-- begin Material --
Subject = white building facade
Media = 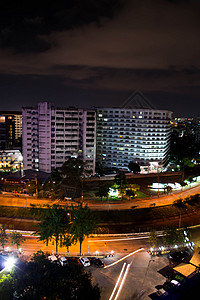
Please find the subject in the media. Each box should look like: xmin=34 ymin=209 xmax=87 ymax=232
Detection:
xmin=97 ymin=95 xmax=172 ymax=173
xmin=22 ymin=102 xmax=96 ymax=174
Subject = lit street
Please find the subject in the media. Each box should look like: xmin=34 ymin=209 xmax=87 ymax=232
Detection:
xmin=3 ymin=227 xmax=200 ymax=300
xmin=0 ymin=183 xmax=200 ymax=210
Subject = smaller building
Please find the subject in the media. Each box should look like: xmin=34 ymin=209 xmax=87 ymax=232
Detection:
xmin=0 ymin=111 xmax=22 ymax=150
xmin=0 ymin=150 xmax=23 ymax=171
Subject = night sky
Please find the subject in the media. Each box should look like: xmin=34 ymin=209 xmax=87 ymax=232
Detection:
xmin=0 ymin=0 xmax=200 ymax=117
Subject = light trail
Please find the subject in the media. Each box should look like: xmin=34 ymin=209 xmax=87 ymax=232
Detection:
xmin=109 ymin=263 xmax=126 ymax=300
xmin=88 ymin=234 xmax=163 ymax=243
xmin=104 ymin=248 xmax=144 ymax=269
xmin=114 ymin=264 xmax=130 ymax=300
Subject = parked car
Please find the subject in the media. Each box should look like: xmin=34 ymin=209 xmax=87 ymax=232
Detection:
-- end Material --
Task details
Recast all of the entries above as a Markdown table with two columns, Row and Line Text, giving each line its own numbered row and skipping blank lines. Leave the pictures out of the table.

Result
| Row | Line Text |
|---|---|
| 1 | Subject = white building facade |
| 2 | Media =  |
| 3 | Please find the subject in the media. Each box should look like: xmin=34 ymin=209 xmax=87 ymax=232 |
| 4 | Detection: |
| 5 | xmin=97 ymin=95 xmax=172 ymax=173 |
| 6 | xmin=22 ymin=102 xmax=96 ymax=174 |
| 7 | Subject = lit street |
| 8 | Please find the subject in the media. Each box should look like: xmin=34 ymin=209 xmax=87 ymax=232 |
| 9 | Detection: |
| 10 | xmin=3 ymin=227 xmax=200 ymax=300 |
| 11 | xmin=0 ymin=183 xmax=200 ymax=210 |
| 12 | Subject = smaller building |
| 13 | Please find the subject in the media. Each box should look like: xmin=34 ymin=209 xmax=87 ymax=232 |
| 14 | Detection: |
| 15 | xmin=0 ymin=111 xmax=22 ymax=150 |
| 16 | xmin=0 ymin=150 xmax=23 ymax=171 |
| 17 | Subject = night sky |
| 18 | Please find the subject in the media. Each box should look like: xmin=34 ymin=209 xmax=87 ymax=232 |
| 19 | Detection: |
| 20 | xmin=0 ymin=0 xmax=200 ymax=117 |
| 21 | Subject = light trail |
| 22 | Please find the subject in the media. Each box should look like: xmin=34 ymin=209 xmax=87 ymax=232 |
| 23 | Detection: |
| 24 | xmin=109 ymin=263 xmax=126 ymax=300 |
| 25 | xmin=88 ymin=234 xmax=163 ymax=243 |
| 26 | xmin=104 ymin=248 xmax=144 ymax=269 |
| 27 | xmin=114 ymin=264 xmax=130 ymax=300 |
| 28 | Subject = parked car |
| 29 | Please find the subject in the media. Each box should look like: xmin=34 ymin=209 xmax=87 ymax=232 |
| 30 | Detection: |